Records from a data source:
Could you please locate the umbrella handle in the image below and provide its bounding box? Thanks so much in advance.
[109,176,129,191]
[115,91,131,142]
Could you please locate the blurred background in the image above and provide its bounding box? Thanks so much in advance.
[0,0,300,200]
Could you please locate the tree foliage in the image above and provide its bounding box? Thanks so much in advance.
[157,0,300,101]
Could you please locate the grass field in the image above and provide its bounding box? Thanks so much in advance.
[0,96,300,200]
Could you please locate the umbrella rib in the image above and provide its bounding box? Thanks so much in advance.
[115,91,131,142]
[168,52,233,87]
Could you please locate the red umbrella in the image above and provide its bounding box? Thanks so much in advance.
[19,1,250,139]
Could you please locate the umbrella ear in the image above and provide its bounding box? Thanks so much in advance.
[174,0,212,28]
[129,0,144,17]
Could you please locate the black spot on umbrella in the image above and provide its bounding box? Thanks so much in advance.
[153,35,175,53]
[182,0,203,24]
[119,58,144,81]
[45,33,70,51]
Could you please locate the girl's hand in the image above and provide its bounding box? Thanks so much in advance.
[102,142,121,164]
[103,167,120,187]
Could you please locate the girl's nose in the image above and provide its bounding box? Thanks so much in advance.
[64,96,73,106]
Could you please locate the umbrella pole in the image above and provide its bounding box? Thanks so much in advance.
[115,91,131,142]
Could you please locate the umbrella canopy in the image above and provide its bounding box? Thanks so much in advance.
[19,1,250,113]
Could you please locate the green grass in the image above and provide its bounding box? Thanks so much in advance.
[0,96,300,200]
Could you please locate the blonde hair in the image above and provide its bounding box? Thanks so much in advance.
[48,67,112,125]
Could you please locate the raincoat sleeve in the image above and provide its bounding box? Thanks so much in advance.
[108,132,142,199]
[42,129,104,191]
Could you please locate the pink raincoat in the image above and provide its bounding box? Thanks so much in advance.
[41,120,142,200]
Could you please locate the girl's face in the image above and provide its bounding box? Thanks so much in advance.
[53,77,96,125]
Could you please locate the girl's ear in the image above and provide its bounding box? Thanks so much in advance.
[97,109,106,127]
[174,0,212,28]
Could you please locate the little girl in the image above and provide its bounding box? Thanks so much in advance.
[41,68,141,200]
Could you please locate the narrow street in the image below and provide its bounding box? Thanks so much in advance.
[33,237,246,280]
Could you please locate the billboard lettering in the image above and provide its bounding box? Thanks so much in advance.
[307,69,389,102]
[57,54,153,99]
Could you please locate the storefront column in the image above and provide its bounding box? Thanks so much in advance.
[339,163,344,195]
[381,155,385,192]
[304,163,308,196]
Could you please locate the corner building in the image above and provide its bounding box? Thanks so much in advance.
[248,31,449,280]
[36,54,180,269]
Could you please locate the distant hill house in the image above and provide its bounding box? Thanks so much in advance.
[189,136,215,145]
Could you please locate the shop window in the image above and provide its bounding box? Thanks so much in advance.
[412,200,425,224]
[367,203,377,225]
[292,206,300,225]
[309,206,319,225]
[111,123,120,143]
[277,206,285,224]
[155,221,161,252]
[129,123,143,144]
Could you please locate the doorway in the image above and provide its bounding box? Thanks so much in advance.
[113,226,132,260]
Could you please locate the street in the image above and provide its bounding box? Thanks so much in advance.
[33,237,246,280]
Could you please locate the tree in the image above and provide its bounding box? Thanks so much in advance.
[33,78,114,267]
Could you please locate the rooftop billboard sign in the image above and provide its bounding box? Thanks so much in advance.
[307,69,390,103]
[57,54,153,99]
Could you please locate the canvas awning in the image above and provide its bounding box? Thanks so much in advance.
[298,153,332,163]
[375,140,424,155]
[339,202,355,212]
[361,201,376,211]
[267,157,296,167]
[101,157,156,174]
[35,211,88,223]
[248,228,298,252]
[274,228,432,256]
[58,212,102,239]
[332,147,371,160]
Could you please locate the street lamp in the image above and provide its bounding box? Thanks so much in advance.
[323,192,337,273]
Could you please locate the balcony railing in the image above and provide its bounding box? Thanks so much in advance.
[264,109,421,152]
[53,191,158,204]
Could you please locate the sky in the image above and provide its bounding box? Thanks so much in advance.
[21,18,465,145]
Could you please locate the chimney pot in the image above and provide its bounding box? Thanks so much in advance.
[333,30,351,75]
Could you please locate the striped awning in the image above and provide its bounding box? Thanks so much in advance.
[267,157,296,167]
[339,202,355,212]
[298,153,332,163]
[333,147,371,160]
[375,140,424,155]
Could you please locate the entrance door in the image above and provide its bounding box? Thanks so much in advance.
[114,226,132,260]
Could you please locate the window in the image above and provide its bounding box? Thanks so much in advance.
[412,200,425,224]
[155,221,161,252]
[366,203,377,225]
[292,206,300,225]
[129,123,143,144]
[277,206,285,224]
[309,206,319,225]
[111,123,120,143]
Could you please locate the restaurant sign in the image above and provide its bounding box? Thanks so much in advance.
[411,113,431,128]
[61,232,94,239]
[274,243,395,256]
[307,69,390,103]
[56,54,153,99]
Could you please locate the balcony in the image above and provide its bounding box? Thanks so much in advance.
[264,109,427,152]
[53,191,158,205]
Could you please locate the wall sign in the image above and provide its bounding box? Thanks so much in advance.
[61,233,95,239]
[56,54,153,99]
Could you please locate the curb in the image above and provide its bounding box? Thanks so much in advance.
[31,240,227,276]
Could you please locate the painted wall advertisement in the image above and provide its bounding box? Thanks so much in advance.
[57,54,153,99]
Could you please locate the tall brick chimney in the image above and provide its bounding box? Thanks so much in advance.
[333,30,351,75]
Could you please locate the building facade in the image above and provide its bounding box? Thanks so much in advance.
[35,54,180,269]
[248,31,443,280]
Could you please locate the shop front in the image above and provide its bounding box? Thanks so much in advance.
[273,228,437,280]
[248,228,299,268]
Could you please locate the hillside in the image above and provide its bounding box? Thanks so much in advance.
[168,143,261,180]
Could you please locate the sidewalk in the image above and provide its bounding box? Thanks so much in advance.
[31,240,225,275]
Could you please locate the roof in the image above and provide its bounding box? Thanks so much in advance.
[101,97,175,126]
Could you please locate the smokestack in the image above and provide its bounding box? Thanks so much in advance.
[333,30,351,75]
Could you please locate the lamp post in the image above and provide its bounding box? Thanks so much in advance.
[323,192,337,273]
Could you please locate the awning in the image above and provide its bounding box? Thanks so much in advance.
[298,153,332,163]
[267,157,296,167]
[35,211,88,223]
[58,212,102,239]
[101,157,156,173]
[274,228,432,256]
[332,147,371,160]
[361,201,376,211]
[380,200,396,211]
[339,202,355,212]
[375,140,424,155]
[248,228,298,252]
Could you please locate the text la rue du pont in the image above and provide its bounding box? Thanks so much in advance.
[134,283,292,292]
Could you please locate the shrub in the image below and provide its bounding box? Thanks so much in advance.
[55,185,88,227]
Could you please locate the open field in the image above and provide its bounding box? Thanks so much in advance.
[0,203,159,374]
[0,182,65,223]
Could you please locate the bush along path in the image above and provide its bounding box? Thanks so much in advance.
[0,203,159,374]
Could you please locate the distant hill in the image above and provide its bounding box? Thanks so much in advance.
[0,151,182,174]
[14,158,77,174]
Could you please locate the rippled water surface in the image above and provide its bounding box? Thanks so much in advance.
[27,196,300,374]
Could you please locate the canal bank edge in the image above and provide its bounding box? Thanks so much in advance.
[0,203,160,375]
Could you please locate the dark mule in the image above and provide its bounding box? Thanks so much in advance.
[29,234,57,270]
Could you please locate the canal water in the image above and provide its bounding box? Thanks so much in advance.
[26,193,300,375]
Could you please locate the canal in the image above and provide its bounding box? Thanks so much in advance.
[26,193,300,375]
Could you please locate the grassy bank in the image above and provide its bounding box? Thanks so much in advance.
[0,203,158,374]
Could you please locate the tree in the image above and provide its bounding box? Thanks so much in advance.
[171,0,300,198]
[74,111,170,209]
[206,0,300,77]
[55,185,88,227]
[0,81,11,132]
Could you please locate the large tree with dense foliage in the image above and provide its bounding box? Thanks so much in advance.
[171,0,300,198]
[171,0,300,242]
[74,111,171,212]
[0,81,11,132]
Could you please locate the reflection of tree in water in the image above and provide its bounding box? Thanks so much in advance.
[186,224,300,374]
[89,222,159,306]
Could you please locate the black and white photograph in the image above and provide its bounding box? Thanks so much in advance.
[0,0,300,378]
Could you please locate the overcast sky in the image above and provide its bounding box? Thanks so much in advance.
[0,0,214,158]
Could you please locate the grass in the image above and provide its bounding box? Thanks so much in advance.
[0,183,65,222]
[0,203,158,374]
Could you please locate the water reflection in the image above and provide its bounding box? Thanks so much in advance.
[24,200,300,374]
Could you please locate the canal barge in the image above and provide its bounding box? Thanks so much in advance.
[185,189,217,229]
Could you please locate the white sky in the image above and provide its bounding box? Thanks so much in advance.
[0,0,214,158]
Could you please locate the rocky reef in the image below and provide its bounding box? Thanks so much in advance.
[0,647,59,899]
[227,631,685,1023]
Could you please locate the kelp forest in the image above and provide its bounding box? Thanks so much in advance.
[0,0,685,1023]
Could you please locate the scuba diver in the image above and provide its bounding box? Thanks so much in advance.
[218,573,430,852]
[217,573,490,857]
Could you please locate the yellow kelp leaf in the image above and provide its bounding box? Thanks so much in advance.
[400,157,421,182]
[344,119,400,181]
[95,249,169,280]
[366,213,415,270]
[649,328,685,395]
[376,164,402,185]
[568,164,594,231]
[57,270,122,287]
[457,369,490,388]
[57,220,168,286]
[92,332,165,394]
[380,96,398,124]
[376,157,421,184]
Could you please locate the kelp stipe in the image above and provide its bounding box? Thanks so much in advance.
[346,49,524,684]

### EXERCISE REQUIREMENTS
Copy out the lines above word for word, everything from the one containing "Could you please locate the black and" down to the one containing "[0,0,685,1023]", including both.

### RESPONSE FOR THIS EXERCISE
Could you please locate the black and white photograph in the image above and provide its bounding box? Thanks so much in advance.
[0,0,300,378]
Could you please locate the overcast sky in the image above and provide its bounding box? Thanks so much in advance.
[0,0,214,158]
Could you please locate the grass in the image above and provide its bounding box? Thanks so much in advance.
[0,183,65,222]
[0,203,158,374]
Could you please locate the water reflection in the image above and provide its bounding box? Thanks so much in advance.
[24,200,300,374]
Could you please locate the canal barge in the image above and provide its bounding box? Thanks so much in advance.
[185,189,217,229]
Could you please locate the white sky in the image above and provide its bounding box? Thanks so much in advance.
[0,0,214,158]
Could you please locate the rocky reef in the image below and provide its bounding box? Thanks so much in advance.
[0,647,59,899]
[227,631,685,1023]
Could you please locate the kelp forest in the image above and provide its bounding box? Thanks so much in advance.
[0,0,685,1023]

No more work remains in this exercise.